Entries from a pointing dataset
## BEGIN
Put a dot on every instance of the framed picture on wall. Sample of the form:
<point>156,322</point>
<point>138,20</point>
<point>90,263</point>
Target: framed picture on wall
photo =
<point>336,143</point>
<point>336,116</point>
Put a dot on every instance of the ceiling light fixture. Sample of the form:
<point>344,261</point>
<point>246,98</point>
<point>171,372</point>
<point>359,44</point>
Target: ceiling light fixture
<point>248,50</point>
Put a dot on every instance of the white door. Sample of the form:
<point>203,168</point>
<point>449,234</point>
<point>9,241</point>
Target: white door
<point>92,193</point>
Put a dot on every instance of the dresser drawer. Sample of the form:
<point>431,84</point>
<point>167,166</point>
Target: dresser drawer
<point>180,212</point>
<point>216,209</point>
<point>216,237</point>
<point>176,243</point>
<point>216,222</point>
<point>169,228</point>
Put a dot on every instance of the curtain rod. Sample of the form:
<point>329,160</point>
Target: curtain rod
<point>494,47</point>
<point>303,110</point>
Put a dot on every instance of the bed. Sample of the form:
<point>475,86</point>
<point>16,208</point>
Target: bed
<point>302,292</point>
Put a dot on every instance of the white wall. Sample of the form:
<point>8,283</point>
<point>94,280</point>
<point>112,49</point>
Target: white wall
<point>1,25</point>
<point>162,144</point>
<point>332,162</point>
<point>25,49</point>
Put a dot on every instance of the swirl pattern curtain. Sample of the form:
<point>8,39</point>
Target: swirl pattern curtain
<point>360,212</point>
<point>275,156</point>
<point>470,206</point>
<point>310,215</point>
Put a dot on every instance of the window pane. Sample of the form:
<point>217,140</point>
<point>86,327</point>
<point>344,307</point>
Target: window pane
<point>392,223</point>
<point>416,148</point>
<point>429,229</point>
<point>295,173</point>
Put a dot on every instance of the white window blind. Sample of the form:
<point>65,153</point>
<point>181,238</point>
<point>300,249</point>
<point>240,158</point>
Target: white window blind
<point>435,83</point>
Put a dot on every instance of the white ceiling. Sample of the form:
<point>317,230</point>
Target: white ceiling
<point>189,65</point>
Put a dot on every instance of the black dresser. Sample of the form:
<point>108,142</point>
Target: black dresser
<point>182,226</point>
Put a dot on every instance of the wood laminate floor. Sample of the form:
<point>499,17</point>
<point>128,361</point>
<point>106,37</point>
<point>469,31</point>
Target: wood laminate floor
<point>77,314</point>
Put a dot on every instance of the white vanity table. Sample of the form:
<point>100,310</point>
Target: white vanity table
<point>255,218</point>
## END
SHORT PROBLEM: Rewrite all the lines above, changing "Sample of the form" to "Format sample" wherever it occurs and keeping everything else the same.

SOLUTION FOR THIS TASK:
Put a dot on every instance of the framed picture on wall. Format sample:
<point>156,322</point>
<point>138,20</point>
<point>90,263</point>
Target: framed picture on wall
photo =
<point>336,143</point>
<point>336,116</point>
Put a dot on every instance of the ceiling light fixture. Format sample:
<point>344,261</point>
<point>246,98</point>
<point>171,372</point>
<point>359,44</point>
Target: ceiling light fixture
<point>248,50</point>
Put a dot on every instance of the white door. Format sample:
<point>203,168</point>
<point>449,234</point>
<point>9,241</point>
Target: white door
<point>92,193</point>
Put a dot on every instance of the dresser drawer. Format sample:
<point>431,84</point>
<point>167,166</point>
Target: dresser drawer
<point>180,212</point>
<point>216,209</point>
<point>216,237</point>
<point>176,243</point>
<point>216,222</point>
<point>169,228</point>
Put a dot on every instance of the curtain rod. Format sample:
<point>329,160</point>
Target: curtain rod
<point>494,47</point>
<point>303,110</point>
Put a dot on every instance of the bed. Format sample:
<point>475,86</point>
<point>16,208</point>
Target: bed
<point>302,292</point>
Put a dot on every instance of the white wall. Format sample:
<point>8,283</point>
<point>94,280</point>
<point>112,49</point>
Target: white wall
<point>1,25</point>
<point>162,144</point>
<point>332,162</point>
<point>25,49</point>
Put a dot on every instance of the swirl pattern curtain. Format sample:
<point>8,39</point>
Target: swirl pattern curtain
<point>360,212</point>
<point>275,156</point>
<point>470,206</point>
<point>310,215</point>
Put a dot on every instance of the window pane. Format sample:
<point>217,140</point>
<point>86,327</point>
<point>344,307</point>
Target: window pane
<point>392,223</point>
<point>416,148</point>
<point>429,229</point>
<point>295,173</point>
Put a dot on every instance of the white window blind. Format sample:
<point>65,153</point>
<point>181,238</point>
<point>300,249</point>
<point>240,158</point>
Target: white window blind
<point>435,83</point>
Put a dot on every instance of the white ceiling. Format sample:
<point>317,230</point>
Target: white ceiling
<point>189,65</point>
Put a dot on every instance of the black dresser. Format sample:
<point>108,142</point>
Target: black dresser
<point>182,226</point>
Put a dot on every instance of the wood laminate floor. Format sample:
<point>499,17</point>
<point>128,361</point>
<point>106,37</point>
<point>469,31</point>
Target: wood laminate floor
<point>77,314</point>
Put a dot on every instance of the white vanity table. Format sample:
<point>100,310</point>
Target: white vanity table
<point>255,218</point>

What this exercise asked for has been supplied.